Tally the lines in the rows below that contain the string "shirt". Give only the number.

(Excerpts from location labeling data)
--- start ---

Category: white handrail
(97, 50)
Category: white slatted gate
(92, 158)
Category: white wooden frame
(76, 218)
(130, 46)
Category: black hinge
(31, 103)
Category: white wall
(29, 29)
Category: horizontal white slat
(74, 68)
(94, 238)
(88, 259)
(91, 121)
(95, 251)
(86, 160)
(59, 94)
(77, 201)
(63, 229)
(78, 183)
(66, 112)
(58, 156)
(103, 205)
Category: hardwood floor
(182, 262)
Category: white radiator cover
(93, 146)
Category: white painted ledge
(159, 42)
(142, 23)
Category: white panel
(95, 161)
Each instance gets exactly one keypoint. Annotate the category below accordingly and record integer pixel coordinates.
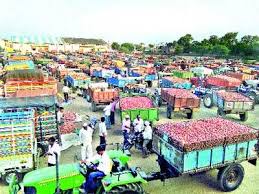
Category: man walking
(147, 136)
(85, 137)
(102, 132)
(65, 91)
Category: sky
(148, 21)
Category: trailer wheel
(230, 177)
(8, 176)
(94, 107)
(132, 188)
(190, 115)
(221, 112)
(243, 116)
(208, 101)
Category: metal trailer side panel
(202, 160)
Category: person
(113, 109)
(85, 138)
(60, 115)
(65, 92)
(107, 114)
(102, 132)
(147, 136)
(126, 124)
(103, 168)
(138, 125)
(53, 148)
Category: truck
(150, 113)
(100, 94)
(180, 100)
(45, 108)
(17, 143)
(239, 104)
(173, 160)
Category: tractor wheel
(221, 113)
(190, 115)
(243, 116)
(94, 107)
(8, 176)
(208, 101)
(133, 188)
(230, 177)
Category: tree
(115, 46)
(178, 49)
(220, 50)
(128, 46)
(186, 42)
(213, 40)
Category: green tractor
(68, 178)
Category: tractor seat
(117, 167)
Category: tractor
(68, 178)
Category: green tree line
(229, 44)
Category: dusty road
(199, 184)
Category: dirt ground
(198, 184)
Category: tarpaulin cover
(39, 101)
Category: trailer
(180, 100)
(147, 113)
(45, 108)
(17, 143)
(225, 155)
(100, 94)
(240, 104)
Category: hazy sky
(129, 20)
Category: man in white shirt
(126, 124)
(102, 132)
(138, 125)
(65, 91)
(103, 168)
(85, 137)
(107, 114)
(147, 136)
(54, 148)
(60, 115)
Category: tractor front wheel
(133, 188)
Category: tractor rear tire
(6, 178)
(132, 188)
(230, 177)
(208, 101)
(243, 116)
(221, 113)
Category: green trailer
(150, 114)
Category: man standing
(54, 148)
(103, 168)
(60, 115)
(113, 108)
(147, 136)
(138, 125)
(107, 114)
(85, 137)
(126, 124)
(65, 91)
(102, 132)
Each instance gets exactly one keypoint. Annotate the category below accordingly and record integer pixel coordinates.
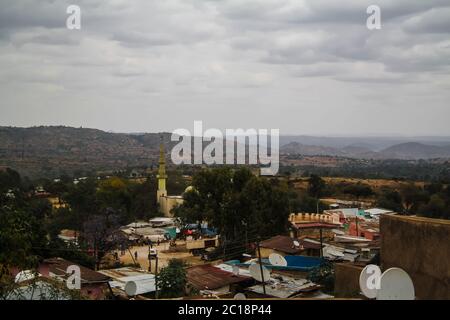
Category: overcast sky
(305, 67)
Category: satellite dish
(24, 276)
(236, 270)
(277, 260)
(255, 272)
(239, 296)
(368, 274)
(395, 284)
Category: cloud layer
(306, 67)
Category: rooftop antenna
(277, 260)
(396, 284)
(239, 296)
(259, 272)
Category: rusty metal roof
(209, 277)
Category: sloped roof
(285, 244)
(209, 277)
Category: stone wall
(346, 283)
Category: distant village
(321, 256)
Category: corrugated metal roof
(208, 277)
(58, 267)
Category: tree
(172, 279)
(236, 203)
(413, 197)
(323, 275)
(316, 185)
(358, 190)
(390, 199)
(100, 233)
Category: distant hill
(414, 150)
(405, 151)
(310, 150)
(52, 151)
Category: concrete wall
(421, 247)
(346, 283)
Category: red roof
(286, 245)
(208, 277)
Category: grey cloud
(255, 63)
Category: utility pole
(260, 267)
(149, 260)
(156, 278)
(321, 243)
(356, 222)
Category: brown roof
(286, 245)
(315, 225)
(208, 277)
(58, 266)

--- end ---
--- start ---

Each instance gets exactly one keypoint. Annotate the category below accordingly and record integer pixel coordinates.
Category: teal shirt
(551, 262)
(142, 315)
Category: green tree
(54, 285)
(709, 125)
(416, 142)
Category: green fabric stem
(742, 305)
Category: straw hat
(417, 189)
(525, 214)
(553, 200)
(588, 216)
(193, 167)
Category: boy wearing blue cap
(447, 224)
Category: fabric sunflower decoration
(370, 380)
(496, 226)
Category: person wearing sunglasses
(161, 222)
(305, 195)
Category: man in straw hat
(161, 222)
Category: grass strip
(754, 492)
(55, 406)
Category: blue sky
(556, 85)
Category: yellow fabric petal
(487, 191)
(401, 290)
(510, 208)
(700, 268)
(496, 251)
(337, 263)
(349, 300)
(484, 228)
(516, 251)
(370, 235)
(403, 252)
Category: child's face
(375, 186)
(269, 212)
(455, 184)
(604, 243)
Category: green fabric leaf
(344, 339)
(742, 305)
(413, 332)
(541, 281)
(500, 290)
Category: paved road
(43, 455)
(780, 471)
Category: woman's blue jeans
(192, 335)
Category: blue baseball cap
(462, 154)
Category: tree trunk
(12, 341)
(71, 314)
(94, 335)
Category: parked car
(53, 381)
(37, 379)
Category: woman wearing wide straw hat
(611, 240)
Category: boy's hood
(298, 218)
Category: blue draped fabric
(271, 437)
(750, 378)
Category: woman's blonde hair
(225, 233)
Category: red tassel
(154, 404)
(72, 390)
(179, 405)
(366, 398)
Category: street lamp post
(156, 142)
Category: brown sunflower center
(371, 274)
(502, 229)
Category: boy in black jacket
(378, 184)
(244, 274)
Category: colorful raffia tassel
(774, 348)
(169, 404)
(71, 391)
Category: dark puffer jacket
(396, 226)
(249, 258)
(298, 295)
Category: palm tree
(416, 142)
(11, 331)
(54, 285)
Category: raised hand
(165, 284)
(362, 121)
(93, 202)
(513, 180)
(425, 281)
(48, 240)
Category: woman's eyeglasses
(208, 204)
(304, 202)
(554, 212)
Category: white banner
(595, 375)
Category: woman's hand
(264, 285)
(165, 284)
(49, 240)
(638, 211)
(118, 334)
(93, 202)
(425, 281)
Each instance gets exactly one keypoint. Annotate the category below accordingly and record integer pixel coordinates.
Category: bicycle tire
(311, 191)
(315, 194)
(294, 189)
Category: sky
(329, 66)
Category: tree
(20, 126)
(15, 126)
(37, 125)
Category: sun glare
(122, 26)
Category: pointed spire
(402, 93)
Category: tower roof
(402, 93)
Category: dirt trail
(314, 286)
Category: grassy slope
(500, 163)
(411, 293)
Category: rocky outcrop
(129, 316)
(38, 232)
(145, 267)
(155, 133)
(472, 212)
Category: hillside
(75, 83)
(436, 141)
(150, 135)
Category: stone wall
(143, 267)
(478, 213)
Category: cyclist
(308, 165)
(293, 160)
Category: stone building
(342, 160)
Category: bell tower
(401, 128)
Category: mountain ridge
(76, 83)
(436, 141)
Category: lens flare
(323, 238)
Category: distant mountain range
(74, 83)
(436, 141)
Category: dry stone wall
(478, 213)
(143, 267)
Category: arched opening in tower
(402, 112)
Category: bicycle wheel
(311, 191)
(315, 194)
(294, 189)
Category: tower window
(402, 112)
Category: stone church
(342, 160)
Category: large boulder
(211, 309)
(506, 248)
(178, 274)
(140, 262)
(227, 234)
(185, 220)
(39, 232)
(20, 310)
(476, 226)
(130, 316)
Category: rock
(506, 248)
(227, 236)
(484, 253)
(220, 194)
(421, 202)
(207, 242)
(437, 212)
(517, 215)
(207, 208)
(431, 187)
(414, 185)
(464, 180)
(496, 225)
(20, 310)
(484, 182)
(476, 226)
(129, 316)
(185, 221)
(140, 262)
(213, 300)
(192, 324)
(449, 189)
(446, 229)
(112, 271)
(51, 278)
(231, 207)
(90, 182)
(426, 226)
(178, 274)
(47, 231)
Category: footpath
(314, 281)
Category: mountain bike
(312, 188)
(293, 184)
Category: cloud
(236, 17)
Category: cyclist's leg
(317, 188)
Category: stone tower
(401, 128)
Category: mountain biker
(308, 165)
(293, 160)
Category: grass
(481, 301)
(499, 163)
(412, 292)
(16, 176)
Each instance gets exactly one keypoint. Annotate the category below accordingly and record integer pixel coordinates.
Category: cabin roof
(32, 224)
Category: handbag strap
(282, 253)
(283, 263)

--- end ---

◆ **Written answer**:
2